# RECORD EXCERPTS
--- START ---
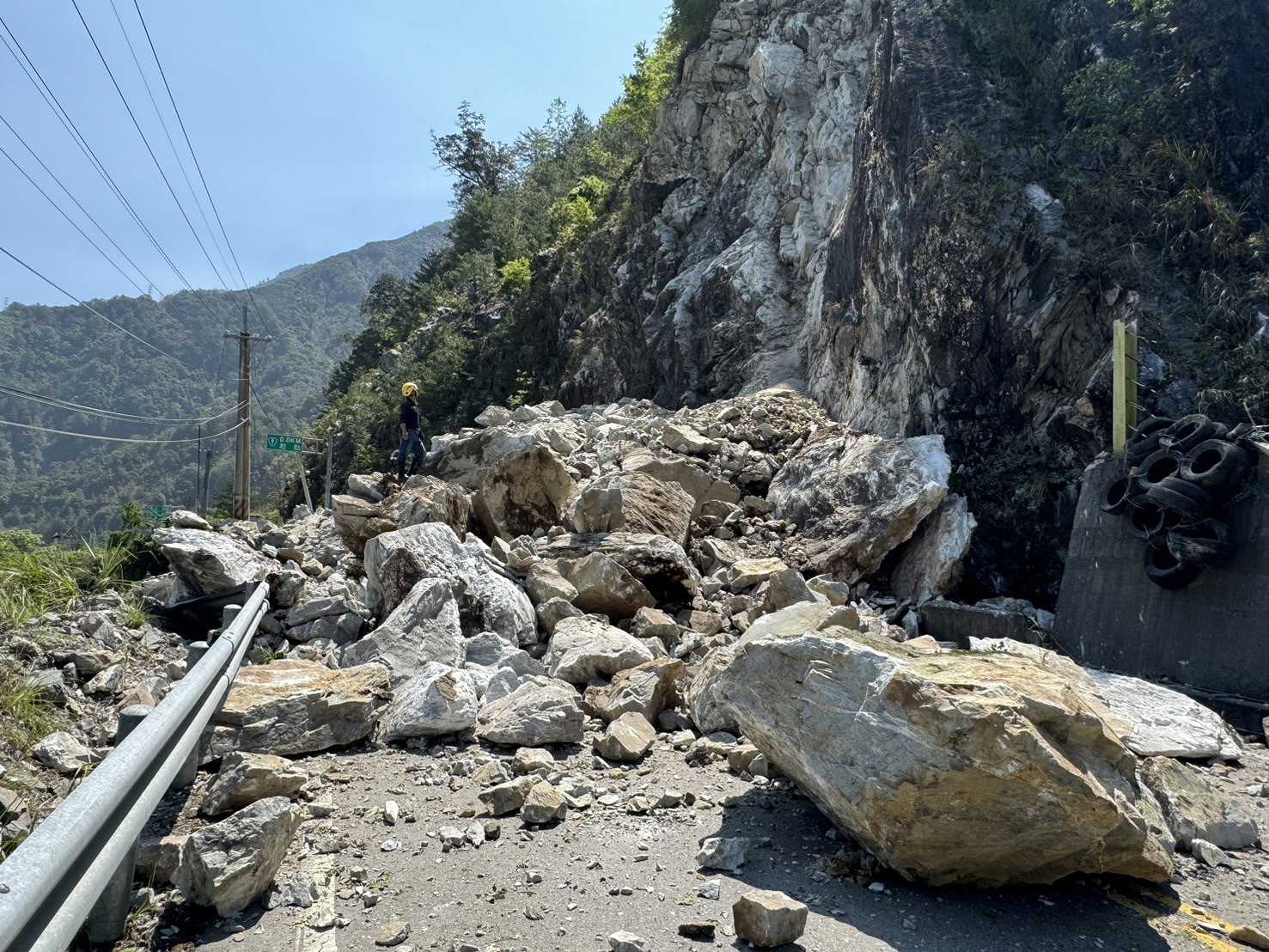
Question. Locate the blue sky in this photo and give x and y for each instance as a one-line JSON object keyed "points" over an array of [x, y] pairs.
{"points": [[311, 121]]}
--- END ---
--- START ---
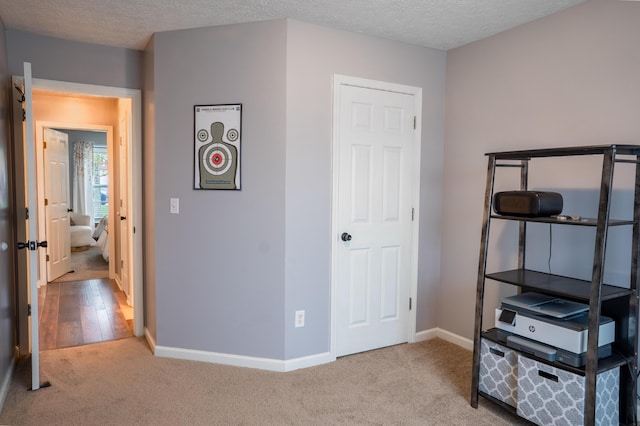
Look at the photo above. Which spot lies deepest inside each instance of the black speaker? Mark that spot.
--- END ---
--- START ---
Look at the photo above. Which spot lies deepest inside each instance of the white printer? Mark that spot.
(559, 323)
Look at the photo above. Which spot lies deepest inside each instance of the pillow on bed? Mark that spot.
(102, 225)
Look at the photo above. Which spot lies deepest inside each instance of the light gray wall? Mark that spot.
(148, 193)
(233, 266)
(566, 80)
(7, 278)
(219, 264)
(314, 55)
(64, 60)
--- END ---
# GIVEN REQUEST
Copy out every one of the lines above that contains the string "inside". Case counts.

# TASK OUTPUT
Look at the photo above. Which spot lies deepest inside each instance of the black speaker? Mark that spot.
Look at the photo above. Which spot lies deepest inside each instance of the white printer? Mark that spot.
Look at the photo above. Which spot lies deepest inside each instance of the pillow on bed? Mark that spot.
Look at the photo above. Which spot lies deepest inside each instance of the light gray wall? Mark that spot.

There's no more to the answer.